DIRECTIONS FOR THIS TASK | If a record holds a picture, leave the picture out, but write out everything else exactly.

DATA EXTRACTS |
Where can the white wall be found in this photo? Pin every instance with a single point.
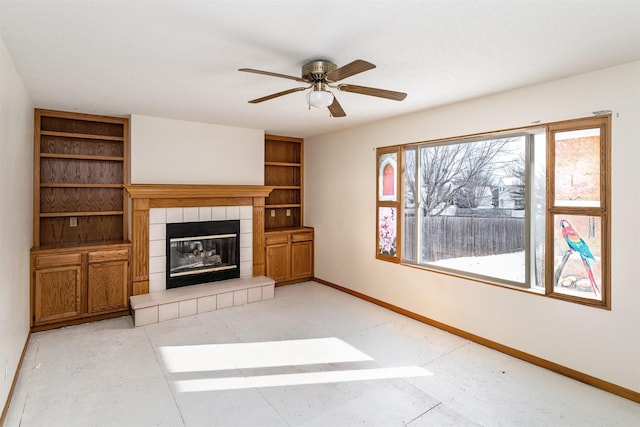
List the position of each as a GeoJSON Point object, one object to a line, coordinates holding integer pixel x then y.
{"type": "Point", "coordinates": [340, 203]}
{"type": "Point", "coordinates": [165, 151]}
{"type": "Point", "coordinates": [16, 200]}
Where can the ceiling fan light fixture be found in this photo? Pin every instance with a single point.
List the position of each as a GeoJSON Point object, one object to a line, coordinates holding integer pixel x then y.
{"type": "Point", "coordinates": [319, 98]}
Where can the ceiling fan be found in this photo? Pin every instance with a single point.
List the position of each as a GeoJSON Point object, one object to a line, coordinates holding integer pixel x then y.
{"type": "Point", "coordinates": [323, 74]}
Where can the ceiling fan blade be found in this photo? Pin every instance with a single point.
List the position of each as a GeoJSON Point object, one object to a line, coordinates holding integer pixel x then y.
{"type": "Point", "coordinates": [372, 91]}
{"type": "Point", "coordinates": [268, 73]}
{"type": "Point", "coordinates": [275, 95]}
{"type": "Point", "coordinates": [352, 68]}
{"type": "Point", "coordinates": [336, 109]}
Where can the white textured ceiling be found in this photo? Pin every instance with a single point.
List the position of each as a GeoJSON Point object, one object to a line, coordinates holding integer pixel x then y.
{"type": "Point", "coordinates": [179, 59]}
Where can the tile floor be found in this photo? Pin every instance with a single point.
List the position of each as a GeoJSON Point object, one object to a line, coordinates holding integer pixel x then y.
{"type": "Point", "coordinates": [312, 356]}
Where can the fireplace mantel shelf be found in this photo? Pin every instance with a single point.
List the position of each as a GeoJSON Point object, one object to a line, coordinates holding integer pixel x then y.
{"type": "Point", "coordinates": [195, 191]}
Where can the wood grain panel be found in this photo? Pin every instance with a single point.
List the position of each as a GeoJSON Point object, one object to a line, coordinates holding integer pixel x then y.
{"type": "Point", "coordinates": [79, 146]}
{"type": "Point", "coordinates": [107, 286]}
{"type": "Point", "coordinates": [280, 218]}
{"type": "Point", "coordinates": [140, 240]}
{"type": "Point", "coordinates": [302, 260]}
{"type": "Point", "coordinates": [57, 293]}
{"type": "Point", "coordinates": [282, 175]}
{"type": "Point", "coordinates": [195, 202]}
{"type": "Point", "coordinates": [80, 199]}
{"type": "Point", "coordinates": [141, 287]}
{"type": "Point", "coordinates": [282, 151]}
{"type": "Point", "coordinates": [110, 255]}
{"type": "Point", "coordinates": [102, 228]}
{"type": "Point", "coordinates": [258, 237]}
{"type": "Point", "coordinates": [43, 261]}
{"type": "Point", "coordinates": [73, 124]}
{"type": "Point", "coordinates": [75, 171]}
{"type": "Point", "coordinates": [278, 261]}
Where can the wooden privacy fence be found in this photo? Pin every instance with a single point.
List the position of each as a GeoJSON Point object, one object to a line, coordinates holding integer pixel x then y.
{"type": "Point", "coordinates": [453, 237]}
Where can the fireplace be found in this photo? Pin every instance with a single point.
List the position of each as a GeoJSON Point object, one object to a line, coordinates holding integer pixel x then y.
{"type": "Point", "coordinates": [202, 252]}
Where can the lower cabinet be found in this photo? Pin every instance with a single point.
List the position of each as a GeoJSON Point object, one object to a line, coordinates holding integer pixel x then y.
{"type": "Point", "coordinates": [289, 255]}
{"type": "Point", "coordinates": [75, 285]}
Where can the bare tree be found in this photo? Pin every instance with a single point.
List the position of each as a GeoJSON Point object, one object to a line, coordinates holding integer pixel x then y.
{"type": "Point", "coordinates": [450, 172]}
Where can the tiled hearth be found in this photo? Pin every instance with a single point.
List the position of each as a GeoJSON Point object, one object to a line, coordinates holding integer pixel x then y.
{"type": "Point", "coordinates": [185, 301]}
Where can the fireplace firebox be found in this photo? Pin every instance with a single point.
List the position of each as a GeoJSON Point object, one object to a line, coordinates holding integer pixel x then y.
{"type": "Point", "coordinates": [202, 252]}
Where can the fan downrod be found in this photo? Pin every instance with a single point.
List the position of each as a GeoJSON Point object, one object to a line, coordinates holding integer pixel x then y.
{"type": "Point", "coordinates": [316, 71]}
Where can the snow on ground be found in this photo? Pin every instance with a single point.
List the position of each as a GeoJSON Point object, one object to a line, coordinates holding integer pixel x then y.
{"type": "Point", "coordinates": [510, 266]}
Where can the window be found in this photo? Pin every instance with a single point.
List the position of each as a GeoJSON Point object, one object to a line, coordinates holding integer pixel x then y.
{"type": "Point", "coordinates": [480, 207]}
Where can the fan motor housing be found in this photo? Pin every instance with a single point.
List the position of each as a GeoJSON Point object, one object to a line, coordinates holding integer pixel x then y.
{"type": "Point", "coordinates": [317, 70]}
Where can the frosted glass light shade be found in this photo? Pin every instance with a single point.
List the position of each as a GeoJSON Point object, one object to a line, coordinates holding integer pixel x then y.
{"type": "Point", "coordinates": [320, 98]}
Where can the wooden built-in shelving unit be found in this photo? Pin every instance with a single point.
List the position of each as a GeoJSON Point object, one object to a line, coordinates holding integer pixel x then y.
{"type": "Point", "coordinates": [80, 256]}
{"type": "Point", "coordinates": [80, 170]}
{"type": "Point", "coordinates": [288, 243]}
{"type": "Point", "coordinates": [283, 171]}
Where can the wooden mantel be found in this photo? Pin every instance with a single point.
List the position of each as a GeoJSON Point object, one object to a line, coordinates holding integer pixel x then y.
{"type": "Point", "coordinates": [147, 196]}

OUTPUT OF THE EXERCISE |
Where can the white wall be found in this photo? Pin every instance with a single point.
List the position of each as a GeoJSON Point object, one object to a line, coordinates holding integer pixel x then y.
{"type": "Point", "coordinates": [340, 203]}
{"type": "Point", "coordinates": [165, 151]}
{"type": "Point", "coordinates": [16, 200]}
Where can the ceiling fan light fixture be found in this photo? Pin every instance with a single point.
List the position of each as a GeoJSON Point object, one object to a line, coordinates holding integer pixel x then y.
{"type": "Point", "coordinates": [319, 98]}
Where can the ceiling fan be found in this photo? Pin every instance with a single point.
List the position of each as a GeoJSON Point object, one object to a line, coordinates holding integer pixel x then y.
{"type": "Point", "coordinates": [323, 74]}
Where can the ceiling fan blade be found in this photo? Pin every instance with a single point.
List the position of each as a GeoJSON Point object, one object to a line, coordinates holding integer pixel x then y.
{"type": "Point", "coordinates": [372, 91]}
{"type": "Point", "coordinates": [268, 73]}
{"type": "Point", "coordinates": [275, 95]}
{"type": "Point", "coordinates": [352, 68]}
{"type": "Point", "coordinates": [336, 109]}
Where can the white textured ceiling be found in this photo? Pin every instance with a single point.
List the position of each as a GeoJSON Point object, one object to a line, coordinates holding integer pixel x then y.
{"type": "Point", "coordinates": [179, 59]}
Where can the tile floor be found in this photo? Pin every instance with a single point.
List the position of each as a GeoJSON Point object, one object to a line, coordinates holding integer pixel x then y.
{"type": "Point", "coordinates": [312, 356]}
Where can the fireplace mantel shelf be found in this photo? Pin every instance with a single point.
List the position of each as a GeoJSON Point object, one object to a line, coordinates holding integer pixel x then y.
{"type": "Point", "coordinates": [195, 191]}
Where can the wood grain panel be found in this photo? Pin every instance with a single point.
List the position of each as a GeoJSON Point object, one object to a line, coordinates holding integer pixel x then y.
{"type": "Point", "coordinates": [79, 146]}
{"type": "Point", "coordinates": [107, 286]}
{"type": "Point", "coordinates": [280, 218]}
{"type": "Point", "coordinates": [140, 240]}
{"type": "Point", "coordinates": [302, 260]}
{"type": "Point", "coordinates": [57, 293]}
{"type": "Point", "coordinates": [282, 175]}
{"type": "Point", "coordinates": [195, 202]}
{"type": "Point", "coordinates": [80, 199]}
{"type": "Point", "coordinates": [141, 287]}
{"type": "Point", "coordinates": [282, 151]}
{"type": "Point", "coordinates": [110, 255]}
{"type": "Point", "coordinates": [102, 228]}
{"type": "Point", "coordinates": [258, 237]}
{"type": "Point", "coordinates": [43, 261]}
{"type": "Point", "coordinates": [73, 124]}
{"type": "Point", "coordinates": [75, 171]}
{"type": "Point", "coordinates": [278, 261]}
Where can the wooden privacy fence be found in this photo? Pin every instance with a single point.
List the position of each as a GeoJSON Point object, one object to a line, coordinates holding integer pixel x then y.
{"type": "Point", "coordinates": [453, 237]}
Where can the fireplace be found in this photo? Pin every instance with a single point.
List the position of each as a GeoJSON Point object, one object to a line, coordinates holding integer pixel x then y.
{"type": "Point", "coordinates": [202, 252]}
Where can the lower cabinet be found in this photo? Pin every instance with a single point.
List the position of each as a GeoJSON Point object, one object to a line, coordinates holding integer pixel x then y.
{"type": "Point", "coordinates": [289, 255]}
{"type": "Point", "coordinates": [75, 285]}
Where can the bare tree be found in this photo? Pin every instance with a single point.
List the position of each as a GeoJSON Point object, one object to a line, coordinates holding integer pixel x then y.
{"type": "Point", "coordinates": [450, 172]}
Where can the tiled hearth be found in this photo? Pin every instance with a single point.
List the position of each as a GeoJSON Point object, one object to a line, coordinates holding integer pixel x then y.
{"type": "Point", "coordinates": [185, 301]}
Where can the fireplace firebox be found in this photo? Pin every instance with a single point.
List the position of each as a GeoJSON Point object, one object to a line, coordinates holding integer pixel x then y.
{"type": "Point", "coordinates": [202, 252]}
Where can the fan downrod be found in this photo? Pin every instance with a single point.
List the position of each as a GeoJSON Point object, one object to a line, coordinates holding integer pixel x then y.
{"type": "Point", "coordinates": [316, 71]}
Where can the snow on ground be found in this photo? Pin every instance with a single point.
List the position of each as a GeoJSON Point object, one object to a line, coordinates holding integer pixel x then y.
{"type": "Point", "coordinates": [510, 266]}
Where can the window be found in this photo? Pin every instance with a single point.
List the position of each as a GeoJSON Point object, one object to a line, coordinates holding integer pixel x then y.
{"type": "Point", "coordinates": [480, 207]}
Where can the fan motor housing be found in this photo? Pin every instance with a single point.
List the position of each as a GeoJSON Point object, one object to a line, coordinates holding integer pixel x then y.
{"type": "Point", "coordinates": [317, 70]}
Where can the frosted glass light shade be found in this photo? Pin every instance with a single point.
List the position of each as a GeoJSON Point object, one object to a line, coordinates holding integer pixel x then y.
{"type": "Point", "coordinates": [320, 98]}
Where can the wooden built-in shelving unit be found in this photo? Pin every instance with a single point.
List the position of each as a GeoJSON Point object, one object to a line, coordinates holding integer pixel x then y.
{"type": "Point", "coordinates": [80, 256]}
{"type": "Point", "coordinates": [80, 170]}
{"type": "Point", "coordinates": [288, 243]}
{"type": "Point", "coordinates": [283, 171]}
Where can the wooden mantel be found in this photo? Pin every instance with a single point.
List the position of each as a GeoJSON Point object, one object to a line, coordinates holding integer pixel x then y.
{"type": "Point", "coordinates": [147, 196]}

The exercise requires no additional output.